■ INSTRUCTION ■
Can you write out every line of the records below again, adding 27 to each polygon coordinate in the answers and leaving all other text as it is?

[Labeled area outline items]
[BEGIN]

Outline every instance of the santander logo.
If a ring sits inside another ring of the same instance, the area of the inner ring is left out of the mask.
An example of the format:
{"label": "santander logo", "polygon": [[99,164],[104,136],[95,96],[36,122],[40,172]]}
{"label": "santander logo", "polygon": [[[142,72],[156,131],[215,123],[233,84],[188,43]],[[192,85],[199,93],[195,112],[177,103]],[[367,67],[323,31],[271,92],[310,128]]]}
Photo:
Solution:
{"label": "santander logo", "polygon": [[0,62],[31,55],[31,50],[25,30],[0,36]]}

[END]

■ COMPLETED TASK ■
Outline every instance of the santander logo.
If a ring sits inside another ring of the same instance, the area of the inner ring is left out of the mask.
An example of the format:
{"label": "santander logo", "polygon": [[99,164],[104,136],[95,96],[36,122],[40,172]]}
{"label": "santander logo", "polygon": [[[142,72],[156,131],[215,123],[233,84],[188,43]],[[192,85],[199,93],[195,112],[177,103]],[[367,67],[323,31],[271,92],[310,128]]]}
Photo:
Solution:
{"label": "santander logo", "polygon": [[27,89],[58,82],[58,77],[52,57],[27,63]]}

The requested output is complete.